Records held in a dataset
########
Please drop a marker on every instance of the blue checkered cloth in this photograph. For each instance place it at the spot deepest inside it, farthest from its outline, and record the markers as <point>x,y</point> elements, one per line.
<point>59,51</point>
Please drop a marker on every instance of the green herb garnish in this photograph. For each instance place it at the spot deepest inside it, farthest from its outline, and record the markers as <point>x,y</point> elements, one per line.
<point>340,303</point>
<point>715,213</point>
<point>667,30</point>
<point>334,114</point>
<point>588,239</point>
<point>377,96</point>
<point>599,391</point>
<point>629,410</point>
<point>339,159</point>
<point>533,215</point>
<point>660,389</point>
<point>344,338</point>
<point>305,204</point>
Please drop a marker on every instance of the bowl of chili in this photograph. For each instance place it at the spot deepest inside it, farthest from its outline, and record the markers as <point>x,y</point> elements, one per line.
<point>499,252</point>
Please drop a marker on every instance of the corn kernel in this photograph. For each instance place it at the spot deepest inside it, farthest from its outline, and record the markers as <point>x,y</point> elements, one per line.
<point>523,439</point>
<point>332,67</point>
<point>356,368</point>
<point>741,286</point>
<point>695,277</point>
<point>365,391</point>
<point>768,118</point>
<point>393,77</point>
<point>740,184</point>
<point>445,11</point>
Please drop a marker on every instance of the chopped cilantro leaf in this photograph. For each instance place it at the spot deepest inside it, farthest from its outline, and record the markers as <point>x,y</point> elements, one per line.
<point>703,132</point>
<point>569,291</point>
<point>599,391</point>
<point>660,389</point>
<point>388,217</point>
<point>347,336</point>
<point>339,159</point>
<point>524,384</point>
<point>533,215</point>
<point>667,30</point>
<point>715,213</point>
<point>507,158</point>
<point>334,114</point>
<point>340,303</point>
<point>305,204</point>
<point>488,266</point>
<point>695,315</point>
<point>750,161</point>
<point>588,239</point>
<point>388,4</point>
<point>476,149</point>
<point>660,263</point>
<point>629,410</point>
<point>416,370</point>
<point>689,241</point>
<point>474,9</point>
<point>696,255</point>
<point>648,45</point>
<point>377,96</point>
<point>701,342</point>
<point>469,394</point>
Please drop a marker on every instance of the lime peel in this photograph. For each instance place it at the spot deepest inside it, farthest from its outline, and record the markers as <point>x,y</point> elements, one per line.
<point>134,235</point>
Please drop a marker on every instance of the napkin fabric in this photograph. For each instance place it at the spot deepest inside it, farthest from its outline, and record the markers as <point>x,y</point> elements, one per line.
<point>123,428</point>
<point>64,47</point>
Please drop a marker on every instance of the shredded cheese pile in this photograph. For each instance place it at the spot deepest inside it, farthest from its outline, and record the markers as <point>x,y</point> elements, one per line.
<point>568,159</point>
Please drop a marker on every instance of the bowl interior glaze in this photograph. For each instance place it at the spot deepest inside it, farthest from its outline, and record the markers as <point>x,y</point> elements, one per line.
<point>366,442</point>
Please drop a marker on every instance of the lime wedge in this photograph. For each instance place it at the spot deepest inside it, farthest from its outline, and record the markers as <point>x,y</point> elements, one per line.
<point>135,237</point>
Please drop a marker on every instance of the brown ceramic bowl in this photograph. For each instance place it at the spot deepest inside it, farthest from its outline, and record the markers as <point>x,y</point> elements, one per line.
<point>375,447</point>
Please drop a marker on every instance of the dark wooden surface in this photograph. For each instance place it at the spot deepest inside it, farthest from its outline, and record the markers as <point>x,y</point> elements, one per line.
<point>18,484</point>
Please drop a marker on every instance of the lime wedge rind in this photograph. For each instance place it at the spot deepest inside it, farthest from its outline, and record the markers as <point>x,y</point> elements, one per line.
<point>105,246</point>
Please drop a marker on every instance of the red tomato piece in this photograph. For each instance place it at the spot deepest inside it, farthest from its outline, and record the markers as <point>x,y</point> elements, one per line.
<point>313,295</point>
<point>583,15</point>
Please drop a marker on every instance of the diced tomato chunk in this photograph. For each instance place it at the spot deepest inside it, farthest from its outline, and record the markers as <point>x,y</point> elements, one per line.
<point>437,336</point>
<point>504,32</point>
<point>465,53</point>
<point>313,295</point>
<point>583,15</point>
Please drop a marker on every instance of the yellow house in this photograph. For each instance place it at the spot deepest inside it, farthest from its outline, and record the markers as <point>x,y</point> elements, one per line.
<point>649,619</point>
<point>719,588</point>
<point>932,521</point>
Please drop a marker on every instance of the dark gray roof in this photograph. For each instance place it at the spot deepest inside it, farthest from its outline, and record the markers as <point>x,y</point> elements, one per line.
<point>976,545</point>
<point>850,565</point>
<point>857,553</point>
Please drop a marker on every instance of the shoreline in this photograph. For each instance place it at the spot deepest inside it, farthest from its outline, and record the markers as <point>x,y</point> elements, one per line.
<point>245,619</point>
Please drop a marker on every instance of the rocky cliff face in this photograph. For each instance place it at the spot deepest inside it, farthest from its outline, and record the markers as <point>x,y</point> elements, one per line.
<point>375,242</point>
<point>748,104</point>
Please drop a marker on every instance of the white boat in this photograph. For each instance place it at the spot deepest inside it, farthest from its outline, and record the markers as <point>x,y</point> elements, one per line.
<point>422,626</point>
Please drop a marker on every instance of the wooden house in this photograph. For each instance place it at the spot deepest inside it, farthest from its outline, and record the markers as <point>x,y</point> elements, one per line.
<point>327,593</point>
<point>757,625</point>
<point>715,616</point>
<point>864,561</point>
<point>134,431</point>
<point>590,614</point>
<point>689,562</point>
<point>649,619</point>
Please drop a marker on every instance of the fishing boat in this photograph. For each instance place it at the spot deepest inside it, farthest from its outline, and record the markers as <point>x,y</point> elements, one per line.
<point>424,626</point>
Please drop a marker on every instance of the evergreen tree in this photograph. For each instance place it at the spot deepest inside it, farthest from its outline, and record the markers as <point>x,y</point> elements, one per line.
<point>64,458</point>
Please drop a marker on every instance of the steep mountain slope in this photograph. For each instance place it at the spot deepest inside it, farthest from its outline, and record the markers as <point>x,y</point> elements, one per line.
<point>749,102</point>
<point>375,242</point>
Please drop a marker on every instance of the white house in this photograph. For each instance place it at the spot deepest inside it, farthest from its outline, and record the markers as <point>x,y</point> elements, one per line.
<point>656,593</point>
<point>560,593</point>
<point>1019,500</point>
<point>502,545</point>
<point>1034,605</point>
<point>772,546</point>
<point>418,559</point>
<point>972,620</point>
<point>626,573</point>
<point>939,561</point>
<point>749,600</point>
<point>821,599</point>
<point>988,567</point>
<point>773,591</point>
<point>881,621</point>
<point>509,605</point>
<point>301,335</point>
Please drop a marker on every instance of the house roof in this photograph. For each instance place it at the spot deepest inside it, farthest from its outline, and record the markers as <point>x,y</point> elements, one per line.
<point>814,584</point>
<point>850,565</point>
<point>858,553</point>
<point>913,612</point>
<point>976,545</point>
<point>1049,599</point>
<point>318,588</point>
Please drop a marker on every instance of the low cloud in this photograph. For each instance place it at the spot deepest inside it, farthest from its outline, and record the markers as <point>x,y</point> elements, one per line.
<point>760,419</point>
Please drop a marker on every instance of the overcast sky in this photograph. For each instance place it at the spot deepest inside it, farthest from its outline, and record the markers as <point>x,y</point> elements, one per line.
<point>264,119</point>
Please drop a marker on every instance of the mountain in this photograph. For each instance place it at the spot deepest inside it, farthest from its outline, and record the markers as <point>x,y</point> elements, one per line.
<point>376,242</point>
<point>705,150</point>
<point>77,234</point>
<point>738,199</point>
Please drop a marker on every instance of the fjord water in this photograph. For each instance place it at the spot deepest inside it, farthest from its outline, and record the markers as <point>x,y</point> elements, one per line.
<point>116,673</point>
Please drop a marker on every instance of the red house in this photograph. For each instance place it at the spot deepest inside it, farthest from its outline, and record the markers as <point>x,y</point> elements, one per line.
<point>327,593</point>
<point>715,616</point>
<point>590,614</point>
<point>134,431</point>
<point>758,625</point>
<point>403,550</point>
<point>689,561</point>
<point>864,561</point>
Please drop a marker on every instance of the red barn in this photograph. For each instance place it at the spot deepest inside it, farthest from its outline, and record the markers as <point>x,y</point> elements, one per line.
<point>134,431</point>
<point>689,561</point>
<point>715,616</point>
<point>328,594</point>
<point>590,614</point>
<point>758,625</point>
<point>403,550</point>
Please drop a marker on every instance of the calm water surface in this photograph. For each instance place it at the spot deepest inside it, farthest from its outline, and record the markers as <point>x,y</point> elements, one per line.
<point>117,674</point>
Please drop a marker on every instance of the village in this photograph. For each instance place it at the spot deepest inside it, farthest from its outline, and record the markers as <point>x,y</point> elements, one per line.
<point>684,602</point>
########
# Exercise task:
Duplicate everything in the listing above from the line containing "Please drop a marker on every instance of the napkin" down to the line containing "<point>568,159</point>", with both of those lines included.

# Correct answer:
Please drop a marker on every instance of the napkin fabric in this photograph. For each instance place it at the spot deepest inside it, farthest from its outline, and record the markers as <point>x,y</point> elements, one per line.
<point>123,428</point>
<point>64,47</point>
Please drop a marker on every instance of the shredded cheese pile in this photograph. For each instance place it at the spot deepest inside it, farthest from its outline, and record the markers as <point>x,y</point> elements, one per line.
<point>568,159</point>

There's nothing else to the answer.